== Quoted text ==
(begin)

Acoustic tags are small sound-emitting devices that allow the detection and/or remote tracking of organisms in aquatic ecosystems.  Acoustic tags are commonly used to monitor the behavior of fish. Studies can be conducted in lakes, rivers, tributaries, estuaries or at sea.  Acoustic tag technology allows researchers to obtain locational data of tagged fish: depending on tag and receiver array configurations, researchers can receive simple presence/absence data, 2D positional data, or even 3D fish tracks in real-time with sub-meter resolutions.

Acoustic tags allow researchers to:
 Conduct Survival Studies
 Monitor  Migration/Passage/Trajectory
 Track Behavior in Two or Three Dimensions (2D or 3D)
 Measure Bypass Effectiveness at Dams and other Passages
 Observe Predator/Prey Dynamics 
 Serveil movement and activity

Sampling

Acoustic Tags transmit a signal made up of acoustic pulses or "pings" that sends location information about the tagged organism to the hydrophone receiver.  By tying the received acoustic signature to the known type of programmed signal code, the specific tagged individual is identified.  The transmitted signal can propagate up to 1 km (in freshwater). Receivers can be actively held by a researcher ("Active Tracking") or affixed to specific locations ("Passive Tracking"). Arrays of receivers can allow the triangulation of tagged individuals over many kilometers. Acoustic tags can have very long battery life - some tags last up to four years .

(end)

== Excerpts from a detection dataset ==
(begin)

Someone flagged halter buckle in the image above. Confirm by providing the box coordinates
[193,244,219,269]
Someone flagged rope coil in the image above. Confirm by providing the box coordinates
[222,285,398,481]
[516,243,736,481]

(end)

== To do ==
[a] According to the passage on acoustic tags, how far can the transmitted signal travel in freshwater?
[b] Reproduce the stretch of the passage on acoustic tags from "Acoustic Tags transmit" through "four years .".
[c] Resume the passage on acoustic tags after its final sentence.

== Outputs by task ==
[a] Up to 1 km.

[b]
Acoustic Tags transmit a signal made up of acoustic pulses or "pings" that sends location information about the tagged organism to the hydrophone receiver.  By tying the received acoustic signature to the known type of programmed signal code, the specific tagged individual is identified.  The transmitted signal can propagate up to 1 km (in freshwater). Receivers can be actively held by a researcher ("Active Tracking") or affixed to specific locations ("Passive Tracking"). Arrays of receivers can allow the triangulation of tagged individuals over many kilometers. Acoustic tags can have very long battery life - some tags last up to four years .

[c]
Tags

Acoustic Tags are produced in many different shapes and sizes depending on the type of species being studied, or the type of environment in which the study is conducted.  Sound parameters such as frequency and modulation method are chosen for optimal detectability, and signal level.  For oceanic environments, frequencies less than 100 kHz range are often used, while frequencies of several hundreds of kilohertz are more common in for studies in rivers and lakes.

A typical Acoustic Tag consists of a piezoceramic transducer, drive/timing electronics, and a battery power source .  Cylindrical or “tube” transducers are often used, which have metalization on the inner and outer walls of the structure.  In normal operation, an alternating current (AC) electrical signal generated by the drive/timing electronics is impressed across the two metalization layers.  This voltage creates stress in the material, which in turn cause the transducer to emit an acoustic signal or “ping”, which emanates outward from the surface of the tube.  An acoustic “ping” can be detected by specialized receivers, and processed using advanced signal processing techniques to determine if a fish swimming into the reception area carries a specific acoustic tag.

Acoustic Tags are distinguished from other types of devices such as radio tags, or passive inductive transponder (PIT) tags, in that they can work in either salt or freshwater (RF and PIT tags perform poorly in saltwater) and do not depend on steering the fish in a particular path (PIT tags require the fish to be routed through a restricted sensing area).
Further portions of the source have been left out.